(Entries taken from a collection)
•••••

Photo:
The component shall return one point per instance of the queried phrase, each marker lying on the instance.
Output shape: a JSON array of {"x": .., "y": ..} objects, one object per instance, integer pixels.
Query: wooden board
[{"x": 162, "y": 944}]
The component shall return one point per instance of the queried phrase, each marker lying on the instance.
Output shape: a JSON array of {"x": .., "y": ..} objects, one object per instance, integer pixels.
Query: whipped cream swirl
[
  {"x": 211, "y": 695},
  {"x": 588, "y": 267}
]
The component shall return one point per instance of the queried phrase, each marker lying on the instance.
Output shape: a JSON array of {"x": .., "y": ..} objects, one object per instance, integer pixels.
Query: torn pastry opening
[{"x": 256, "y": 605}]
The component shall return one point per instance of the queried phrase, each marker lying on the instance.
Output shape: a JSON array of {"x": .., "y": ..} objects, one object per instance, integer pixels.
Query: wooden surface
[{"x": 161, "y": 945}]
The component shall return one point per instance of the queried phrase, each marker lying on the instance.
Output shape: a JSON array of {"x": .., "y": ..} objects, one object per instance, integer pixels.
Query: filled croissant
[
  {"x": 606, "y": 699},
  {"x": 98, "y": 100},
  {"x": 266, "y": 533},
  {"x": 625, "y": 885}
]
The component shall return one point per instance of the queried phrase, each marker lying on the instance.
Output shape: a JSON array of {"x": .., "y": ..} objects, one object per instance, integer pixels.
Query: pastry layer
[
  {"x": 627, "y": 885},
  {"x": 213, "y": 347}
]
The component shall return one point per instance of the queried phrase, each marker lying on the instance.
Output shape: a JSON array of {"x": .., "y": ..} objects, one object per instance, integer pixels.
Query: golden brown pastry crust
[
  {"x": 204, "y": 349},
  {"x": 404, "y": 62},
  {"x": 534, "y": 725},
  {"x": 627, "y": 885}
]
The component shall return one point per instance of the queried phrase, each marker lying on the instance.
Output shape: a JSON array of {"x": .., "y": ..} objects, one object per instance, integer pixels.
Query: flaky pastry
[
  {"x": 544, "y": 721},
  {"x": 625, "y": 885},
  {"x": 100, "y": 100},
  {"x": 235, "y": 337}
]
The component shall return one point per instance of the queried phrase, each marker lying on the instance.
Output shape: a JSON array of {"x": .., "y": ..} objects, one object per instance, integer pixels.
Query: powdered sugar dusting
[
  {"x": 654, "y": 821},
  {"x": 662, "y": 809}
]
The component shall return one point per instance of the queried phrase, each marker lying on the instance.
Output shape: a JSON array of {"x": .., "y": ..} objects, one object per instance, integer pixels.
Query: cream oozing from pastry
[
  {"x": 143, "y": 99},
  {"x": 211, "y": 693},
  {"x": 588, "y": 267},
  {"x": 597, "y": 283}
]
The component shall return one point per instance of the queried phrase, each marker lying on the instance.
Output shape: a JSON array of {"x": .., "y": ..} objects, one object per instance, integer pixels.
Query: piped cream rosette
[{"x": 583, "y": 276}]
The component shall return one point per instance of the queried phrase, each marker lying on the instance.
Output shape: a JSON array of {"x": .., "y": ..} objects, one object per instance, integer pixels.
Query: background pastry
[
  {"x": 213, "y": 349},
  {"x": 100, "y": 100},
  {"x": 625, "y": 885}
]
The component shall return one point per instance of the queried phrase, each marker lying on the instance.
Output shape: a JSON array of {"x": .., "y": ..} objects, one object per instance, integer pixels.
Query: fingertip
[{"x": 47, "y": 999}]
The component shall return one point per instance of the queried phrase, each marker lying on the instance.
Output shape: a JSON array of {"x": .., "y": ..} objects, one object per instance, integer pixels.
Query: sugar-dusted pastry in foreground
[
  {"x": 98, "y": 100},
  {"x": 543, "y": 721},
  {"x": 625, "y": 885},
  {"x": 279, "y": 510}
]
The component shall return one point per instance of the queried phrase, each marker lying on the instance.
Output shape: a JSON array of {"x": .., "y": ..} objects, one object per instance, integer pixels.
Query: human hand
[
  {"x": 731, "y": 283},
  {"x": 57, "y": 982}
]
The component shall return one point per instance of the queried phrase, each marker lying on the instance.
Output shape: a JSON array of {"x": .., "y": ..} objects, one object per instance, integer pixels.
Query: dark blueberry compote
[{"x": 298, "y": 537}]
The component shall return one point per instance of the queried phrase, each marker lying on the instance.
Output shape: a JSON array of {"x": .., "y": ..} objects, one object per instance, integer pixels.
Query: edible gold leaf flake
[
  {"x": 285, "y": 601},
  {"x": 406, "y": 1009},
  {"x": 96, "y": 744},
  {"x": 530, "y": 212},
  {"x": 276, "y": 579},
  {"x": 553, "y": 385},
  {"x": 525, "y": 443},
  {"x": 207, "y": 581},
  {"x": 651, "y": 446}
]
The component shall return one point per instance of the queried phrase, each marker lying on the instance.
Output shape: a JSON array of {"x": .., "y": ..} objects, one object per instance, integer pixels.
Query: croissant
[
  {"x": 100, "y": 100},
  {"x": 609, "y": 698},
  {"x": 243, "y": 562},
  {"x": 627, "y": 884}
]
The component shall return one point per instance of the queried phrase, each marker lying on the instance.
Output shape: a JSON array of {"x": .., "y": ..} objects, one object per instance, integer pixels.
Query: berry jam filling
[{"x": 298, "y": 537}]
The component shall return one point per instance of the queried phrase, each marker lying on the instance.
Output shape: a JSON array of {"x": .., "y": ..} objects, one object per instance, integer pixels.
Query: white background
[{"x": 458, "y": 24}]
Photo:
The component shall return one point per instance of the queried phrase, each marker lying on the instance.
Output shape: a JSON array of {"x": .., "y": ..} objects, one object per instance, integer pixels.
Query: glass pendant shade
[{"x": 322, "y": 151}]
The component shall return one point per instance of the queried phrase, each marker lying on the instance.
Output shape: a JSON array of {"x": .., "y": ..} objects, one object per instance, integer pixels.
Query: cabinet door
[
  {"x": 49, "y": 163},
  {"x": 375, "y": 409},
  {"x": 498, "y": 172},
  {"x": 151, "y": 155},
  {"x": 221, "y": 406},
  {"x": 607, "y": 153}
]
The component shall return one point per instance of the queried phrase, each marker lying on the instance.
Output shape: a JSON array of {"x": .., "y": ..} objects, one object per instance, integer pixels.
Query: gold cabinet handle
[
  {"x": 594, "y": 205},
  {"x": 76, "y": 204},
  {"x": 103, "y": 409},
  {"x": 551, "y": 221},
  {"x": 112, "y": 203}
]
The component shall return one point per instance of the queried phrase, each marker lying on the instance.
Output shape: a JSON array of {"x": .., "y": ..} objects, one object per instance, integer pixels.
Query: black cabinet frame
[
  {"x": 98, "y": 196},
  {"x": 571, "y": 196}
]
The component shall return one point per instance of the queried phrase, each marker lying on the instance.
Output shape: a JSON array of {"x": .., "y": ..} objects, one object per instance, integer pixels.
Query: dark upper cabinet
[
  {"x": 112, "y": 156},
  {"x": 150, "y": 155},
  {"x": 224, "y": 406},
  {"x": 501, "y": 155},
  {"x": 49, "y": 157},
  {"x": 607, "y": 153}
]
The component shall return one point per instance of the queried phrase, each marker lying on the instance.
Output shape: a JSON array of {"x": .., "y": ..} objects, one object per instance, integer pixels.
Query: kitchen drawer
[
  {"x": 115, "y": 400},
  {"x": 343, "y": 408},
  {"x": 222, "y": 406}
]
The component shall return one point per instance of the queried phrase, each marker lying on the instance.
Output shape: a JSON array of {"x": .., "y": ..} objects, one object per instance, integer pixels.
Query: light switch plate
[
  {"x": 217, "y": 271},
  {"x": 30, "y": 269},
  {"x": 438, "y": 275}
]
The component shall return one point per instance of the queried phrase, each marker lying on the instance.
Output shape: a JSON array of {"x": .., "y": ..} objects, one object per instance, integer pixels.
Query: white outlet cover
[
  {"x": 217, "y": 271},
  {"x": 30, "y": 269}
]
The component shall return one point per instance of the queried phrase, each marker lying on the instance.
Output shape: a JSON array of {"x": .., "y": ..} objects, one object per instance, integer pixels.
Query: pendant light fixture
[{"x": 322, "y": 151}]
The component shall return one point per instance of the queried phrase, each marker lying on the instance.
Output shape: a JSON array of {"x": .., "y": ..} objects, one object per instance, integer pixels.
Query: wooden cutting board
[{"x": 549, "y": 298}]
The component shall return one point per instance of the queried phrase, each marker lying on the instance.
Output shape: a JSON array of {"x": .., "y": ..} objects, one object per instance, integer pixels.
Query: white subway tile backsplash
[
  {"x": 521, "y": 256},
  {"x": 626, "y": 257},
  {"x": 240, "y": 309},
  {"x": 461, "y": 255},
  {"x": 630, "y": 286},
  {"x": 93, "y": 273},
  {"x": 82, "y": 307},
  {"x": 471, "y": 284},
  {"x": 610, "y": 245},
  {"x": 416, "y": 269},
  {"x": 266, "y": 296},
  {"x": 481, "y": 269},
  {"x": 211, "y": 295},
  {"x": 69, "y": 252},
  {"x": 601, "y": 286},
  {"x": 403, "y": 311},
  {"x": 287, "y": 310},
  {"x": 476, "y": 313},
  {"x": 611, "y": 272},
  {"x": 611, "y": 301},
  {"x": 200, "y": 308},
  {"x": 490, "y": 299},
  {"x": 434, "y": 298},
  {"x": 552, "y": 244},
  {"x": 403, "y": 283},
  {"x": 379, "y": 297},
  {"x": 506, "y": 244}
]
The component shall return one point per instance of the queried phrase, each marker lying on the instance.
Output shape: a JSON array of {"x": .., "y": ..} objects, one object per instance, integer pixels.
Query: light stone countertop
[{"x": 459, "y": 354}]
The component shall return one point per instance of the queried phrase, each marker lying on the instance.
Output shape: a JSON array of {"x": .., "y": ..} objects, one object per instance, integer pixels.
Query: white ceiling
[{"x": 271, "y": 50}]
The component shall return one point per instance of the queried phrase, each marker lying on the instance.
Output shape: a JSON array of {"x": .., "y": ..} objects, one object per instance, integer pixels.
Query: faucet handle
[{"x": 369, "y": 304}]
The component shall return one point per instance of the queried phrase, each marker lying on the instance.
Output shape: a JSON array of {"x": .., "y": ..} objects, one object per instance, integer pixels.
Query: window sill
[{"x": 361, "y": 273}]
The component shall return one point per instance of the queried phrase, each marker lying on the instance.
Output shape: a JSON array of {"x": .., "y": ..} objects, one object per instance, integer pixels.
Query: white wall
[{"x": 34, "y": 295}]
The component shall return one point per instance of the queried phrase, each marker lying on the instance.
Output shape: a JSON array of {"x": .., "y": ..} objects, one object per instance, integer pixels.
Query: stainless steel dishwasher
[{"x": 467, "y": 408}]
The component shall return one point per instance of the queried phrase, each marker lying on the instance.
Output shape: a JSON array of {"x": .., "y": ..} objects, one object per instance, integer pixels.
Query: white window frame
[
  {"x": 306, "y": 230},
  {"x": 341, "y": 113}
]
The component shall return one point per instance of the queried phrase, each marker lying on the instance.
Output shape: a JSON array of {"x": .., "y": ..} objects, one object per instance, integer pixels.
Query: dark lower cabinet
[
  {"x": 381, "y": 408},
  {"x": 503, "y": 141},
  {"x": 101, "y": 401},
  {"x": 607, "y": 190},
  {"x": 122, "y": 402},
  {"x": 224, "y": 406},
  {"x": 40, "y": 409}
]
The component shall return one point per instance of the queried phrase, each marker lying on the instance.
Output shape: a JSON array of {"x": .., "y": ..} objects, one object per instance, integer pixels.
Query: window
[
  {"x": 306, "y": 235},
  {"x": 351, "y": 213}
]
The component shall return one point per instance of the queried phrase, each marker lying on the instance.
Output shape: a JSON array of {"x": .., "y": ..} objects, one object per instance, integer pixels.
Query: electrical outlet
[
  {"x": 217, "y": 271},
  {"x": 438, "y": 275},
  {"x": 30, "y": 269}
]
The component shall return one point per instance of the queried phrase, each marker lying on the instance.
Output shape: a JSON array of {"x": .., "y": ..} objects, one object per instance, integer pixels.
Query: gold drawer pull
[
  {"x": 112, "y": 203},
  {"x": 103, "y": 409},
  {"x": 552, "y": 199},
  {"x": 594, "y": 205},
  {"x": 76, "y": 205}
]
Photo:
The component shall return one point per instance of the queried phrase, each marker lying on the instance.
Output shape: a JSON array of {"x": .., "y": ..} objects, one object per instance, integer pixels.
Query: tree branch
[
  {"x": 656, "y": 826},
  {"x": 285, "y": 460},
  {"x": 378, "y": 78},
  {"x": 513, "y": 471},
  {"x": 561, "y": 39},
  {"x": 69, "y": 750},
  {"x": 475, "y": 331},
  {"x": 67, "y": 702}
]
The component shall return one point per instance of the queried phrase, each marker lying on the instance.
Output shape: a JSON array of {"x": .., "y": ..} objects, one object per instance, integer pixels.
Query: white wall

•••••

▶ [Task to complete]: Locate every line in the items above that contains the string "outlet", and copy each one out. Case counts.

▶ [Task solution]:
Query: white outlet cover
Query: electrical outlet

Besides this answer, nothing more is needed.